Problem description.
Output every line of the material exactly, omitting images.

______________________________

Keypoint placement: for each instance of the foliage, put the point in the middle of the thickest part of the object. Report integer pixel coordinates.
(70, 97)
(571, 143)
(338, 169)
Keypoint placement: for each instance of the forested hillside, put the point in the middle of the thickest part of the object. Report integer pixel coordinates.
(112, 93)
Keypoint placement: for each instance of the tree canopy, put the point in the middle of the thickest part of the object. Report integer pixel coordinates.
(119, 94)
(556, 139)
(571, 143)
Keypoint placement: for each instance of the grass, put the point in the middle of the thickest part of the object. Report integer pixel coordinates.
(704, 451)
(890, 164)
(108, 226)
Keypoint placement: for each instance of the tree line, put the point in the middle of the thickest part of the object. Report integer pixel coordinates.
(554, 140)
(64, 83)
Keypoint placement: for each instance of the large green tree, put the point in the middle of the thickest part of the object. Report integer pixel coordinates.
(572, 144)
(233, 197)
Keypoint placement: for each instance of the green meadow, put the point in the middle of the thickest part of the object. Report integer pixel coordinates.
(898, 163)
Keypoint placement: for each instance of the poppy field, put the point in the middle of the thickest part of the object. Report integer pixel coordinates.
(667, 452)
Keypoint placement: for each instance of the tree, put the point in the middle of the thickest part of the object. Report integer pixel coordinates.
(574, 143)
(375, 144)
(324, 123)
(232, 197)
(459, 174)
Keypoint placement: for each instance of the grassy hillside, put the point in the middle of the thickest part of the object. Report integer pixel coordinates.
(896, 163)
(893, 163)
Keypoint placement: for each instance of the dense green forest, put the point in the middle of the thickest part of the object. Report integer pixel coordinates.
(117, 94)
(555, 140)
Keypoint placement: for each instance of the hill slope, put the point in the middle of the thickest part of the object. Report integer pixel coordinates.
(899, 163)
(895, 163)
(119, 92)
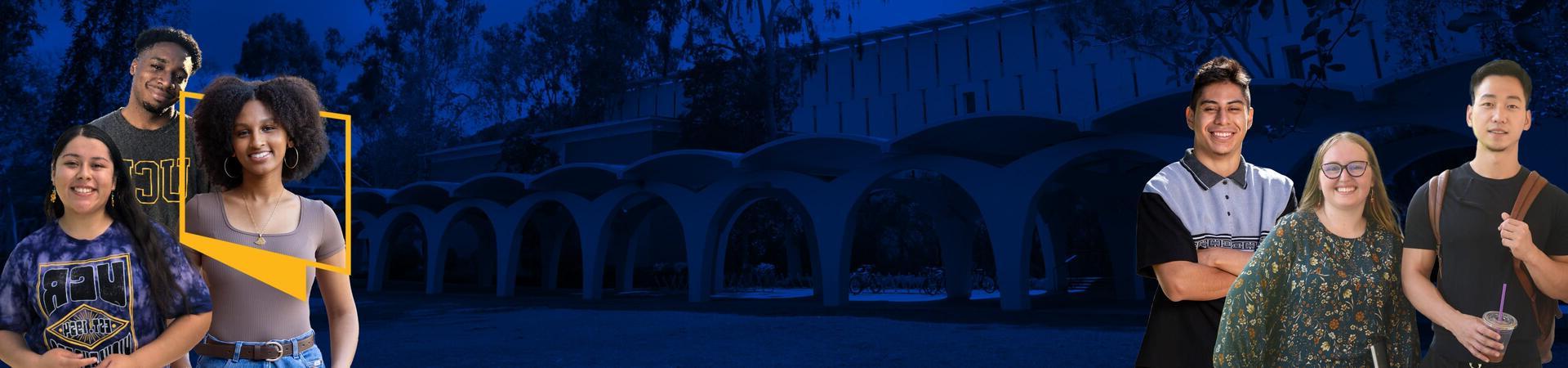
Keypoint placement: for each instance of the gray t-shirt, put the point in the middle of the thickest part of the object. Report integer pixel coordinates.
(151, 156)
(245, 308)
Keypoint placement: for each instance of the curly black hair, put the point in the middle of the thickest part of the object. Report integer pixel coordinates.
(153, 37)
(292, 102)
(1222, 70)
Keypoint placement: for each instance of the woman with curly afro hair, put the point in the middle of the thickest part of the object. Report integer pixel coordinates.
(250, 139)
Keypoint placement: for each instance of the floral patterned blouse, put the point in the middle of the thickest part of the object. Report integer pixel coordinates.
(1310, 298)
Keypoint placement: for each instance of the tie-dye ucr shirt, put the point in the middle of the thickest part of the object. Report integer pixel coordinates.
(90, 296)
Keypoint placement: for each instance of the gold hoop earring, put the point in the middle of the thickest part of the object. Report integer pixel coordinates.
(226, 167)
(296, 158)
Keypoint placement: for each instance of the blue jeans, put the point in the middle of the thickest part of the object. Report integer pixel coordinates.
(300, 359)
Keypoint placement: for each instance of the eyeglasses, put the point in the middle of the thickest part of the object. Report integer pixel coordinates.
(1356, 168)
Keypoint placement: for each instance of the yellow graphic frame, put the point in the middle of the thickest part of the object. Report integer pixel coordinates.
(284, 272)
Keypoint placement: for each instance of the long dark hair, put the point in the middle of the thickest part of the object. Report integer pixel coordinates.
(126, 211)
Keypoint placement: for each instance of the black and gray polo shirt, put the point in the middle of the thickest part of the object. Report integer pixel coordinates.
(1187, 206)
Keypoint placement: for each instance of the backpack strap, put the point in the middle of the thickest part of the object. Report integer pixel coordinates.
(1435, 187)
(1545, 315)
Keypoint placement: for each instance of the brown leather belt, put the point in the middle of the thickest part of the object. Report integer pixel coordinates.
(270, 351)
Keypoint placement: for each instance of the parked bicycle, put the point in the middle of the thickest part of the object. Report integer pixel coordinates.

______________________________

Response.
Keypoint placement: for each instance of the foliage, put the point in the middle of the thickest part of the object. Report integer pixel coordinates.
(70, 97)
(571, 143)
(338, 169)
Keypoint placement: for each instance of the forested hillside, put the point in the middle of the thickest part of the object. Report integer pixel coordinates.
(112, 93)
Keypoint placement: for each instance of the tree canopy, put the point in the middle of the thickest part of the object. Report integer pixel coordinates.
(119, 94)
(556, 139)
(571, 143)
Keypoint placement: for each instance of the grass, put the point in the middle of the thickest part of the object. Report integer pixel coordinates.
(704, 451)
(890, 164)
(108, 226)
Keypoint placement: for each instance of the tree line, put the point in the middle of the thickest part of the object. Report integer pixel coordinates.
(554, 140)
(64, 83)
Keypoint placement: for each instance of the large green tree, put the point in the middle of the thickest part of the object. Report integer pixel coordinates.
(572, 144)
(233, 197)
Keypoint placement: for each instance of the green meadow, put the point in the middle of the thickest part of the object. Report integer pixel coordinates.
(898, 163)
Keypoint placement: for each instance of the poppy field, put the point in the middle of the thickest part of the object. Report integer pixel coordinates.
(667, 452)
Keypoint placement: for each instance of the tree, put the point in the middle of the thickest part of the object. Report integer pixel coordinates.
(574, 143)
(375, 144)
(324, 123)
(232, 197)
(459, 174)
Keypoint placement: for each instance of the grassy hillside, put the point in the middle of the thickest part of the object. Report integer pixel coordinates.
(896, 163)
(893, 163)
Keypoint placement: for each instance of the dense green forest, put the point in the middle of the thickest part of the object. Report integer pixel coordinates.
(117, 94)
(555, 140)
Keypoint placement: for each instance of the hill slope, put the point in the middle of the thickest part of the object. Report integer pixel coordinates.
(899, 163)
(895, 163)
(119, 92)
Keypoint placement: for each instance of the gray t-shirt, put the point in the middle of the thickest part of the object. Report integer pixel coordinates.
(151, 156)
(245, 308)
Keypoint placement: for each instance of the curly black hair, put the point in the middle of the thickest part of the object. Report integer pixel coordinates.
(153, 37)
(292, 102)
(1222, 70)
Keypoint placement: for each instance of the woman with curly afro hair, put the point in the middle of the thickest part of the object. Report integer pixel coordinates.
(250, 139)
Keypoint placement: for each instance of the floral patterned blouse, put the point in the middle of the thickest part of the object. Report integer pixel coordinates.
(1310, 298)
Keypoint placement: for each instance of the tie-dye ucr shirt, put the point in the middle of the thickest part of the object. Report integer pixel coordinates.
(90, 296)
Keypoint placement: for each instance of the gold hoop earring, put the point in the middle of the thickest part of the object. Report integer pixel coordinates.
(226, 167)
(296, 158)
Keypoint placement: for each instance of the blue jeans, put the point in the middle of the thickest part of the object. Report integer pixel coordinates.
(300, 359)
Keypoint placement: for each instance of the eyeglasses, put the point in the middle of the thickest part of the object. Report integer pixel coordinates.
(1356, 168)
Keypoint placement: for each instance of the yellow graphic frame, put the point in the middle of the thickest part of the object. Report integer pixel coordinates.
(284, 272)
Keypoint placement: for each instance of the long dark hair, put the point in the middle of the thickest part of the object. Report integer pixel coordinates.
(126, 211)
Keypoint placement: for each instance of the black and gray polo shirt, put the point in the middle of the thickest part of the object. Report integer pixel coordinates.
(1187, 206)
Keypoint placement: for each instance of the backpack strap, put the point in the middle of the thickest part of the object. Report integer pixel coordinates.
(1435, 187)
(1545, 315)
Keypoint placement: for each instance of the brown leather belt, put the point in the middle of the thickest part of the object. Report integer pixel coordinates.
(270, 351)
Keypoint placement: for each instance of the parked bicycle, put the point in the middle of the thickest part of the object. Report integer pixel coordinates.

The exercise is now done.